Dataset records
..............................
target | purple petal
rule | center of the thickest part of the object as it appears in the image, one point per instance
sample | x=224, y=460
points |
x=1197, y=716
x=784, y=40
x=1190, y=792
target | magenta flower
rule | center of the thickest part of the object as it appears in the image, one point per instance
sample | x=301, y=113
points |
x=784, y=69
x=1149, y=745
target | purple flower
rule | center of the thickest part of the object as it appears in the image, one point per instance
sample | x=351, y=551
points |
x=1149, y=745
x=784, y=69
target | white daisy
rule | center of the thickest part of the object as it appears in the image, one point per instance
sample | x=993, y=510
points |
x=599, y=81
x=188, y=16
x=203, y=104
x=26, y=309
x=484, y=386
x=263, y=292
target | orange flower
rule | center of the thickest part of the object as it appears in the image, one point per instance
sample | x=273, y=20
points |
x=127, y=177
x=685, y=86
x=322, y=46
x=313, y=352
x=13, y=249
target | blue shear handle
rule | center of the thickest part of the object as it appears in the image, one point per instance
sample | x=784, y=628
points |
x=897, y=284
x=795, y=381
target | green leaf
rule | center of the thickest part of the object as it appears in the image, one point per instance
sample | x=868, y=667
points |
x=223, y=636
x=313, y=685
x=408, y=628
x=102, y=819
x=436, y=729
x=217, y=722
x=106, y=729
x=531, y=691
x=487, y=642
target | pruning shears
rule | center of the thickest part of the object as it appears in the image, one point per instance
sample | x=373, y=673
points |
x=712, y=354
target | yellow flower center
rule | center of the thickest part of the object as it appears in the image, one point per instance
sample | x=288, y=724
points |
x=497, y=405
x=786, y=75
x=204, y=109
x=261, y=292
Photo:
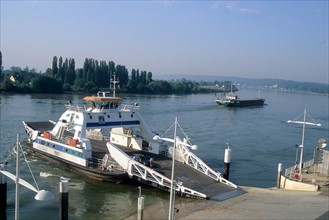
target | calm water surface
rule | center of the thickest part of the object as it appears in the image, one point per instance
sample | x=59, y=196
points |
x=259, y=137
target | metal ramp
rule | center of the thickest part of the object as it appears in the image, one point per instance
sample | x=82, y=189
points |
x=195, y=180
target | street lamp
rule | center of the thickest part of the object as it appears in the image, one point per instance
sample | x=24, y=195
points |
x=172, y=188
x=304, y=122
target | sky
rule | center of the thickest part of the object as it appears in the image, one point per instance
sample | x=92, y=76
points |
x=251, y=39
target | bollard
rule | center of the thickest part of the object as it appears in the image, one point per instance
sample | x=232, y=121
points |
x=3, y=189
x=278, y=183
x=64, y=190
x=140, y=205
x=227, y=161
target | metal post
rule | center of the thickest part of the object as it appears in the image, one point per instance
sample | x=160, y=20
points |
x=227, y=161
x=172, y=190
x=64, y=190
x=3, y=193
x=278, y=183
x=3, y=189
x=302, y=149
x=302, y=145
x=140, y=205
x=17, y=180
..............................
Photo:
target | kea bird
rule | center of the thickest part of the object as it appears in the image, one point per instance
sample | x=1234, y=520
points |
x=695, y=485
..............................
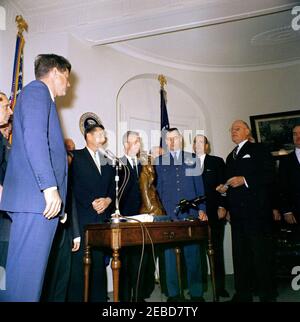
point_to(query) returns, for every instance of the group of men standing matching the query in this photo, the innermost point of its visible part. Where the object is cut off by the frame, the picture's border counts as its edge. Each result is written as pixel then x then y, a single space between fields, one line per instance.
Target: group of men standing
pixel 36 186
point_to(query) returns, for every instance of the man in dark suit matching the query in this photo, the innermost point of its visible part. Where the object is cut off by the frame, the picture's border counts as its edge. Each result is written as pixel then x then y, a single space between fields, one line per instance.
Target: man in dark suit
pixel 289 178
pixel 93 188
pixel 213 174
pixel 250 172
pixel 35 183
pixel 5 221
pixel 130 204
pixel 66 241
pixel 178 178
..............................
| Task item |
What is needed is a verbatim copy of every line in the records above from the one containing "target | pruning shears" down to the one containing "target | yellow flower center", both included, and nothing more.

| Solution to this exercise |
target | pruning shears
rule | center of the thickest part of the object as it appears in the image, one point per instance
sample | x=373, y=673
points |
x=712, y=354
target | yellow flower center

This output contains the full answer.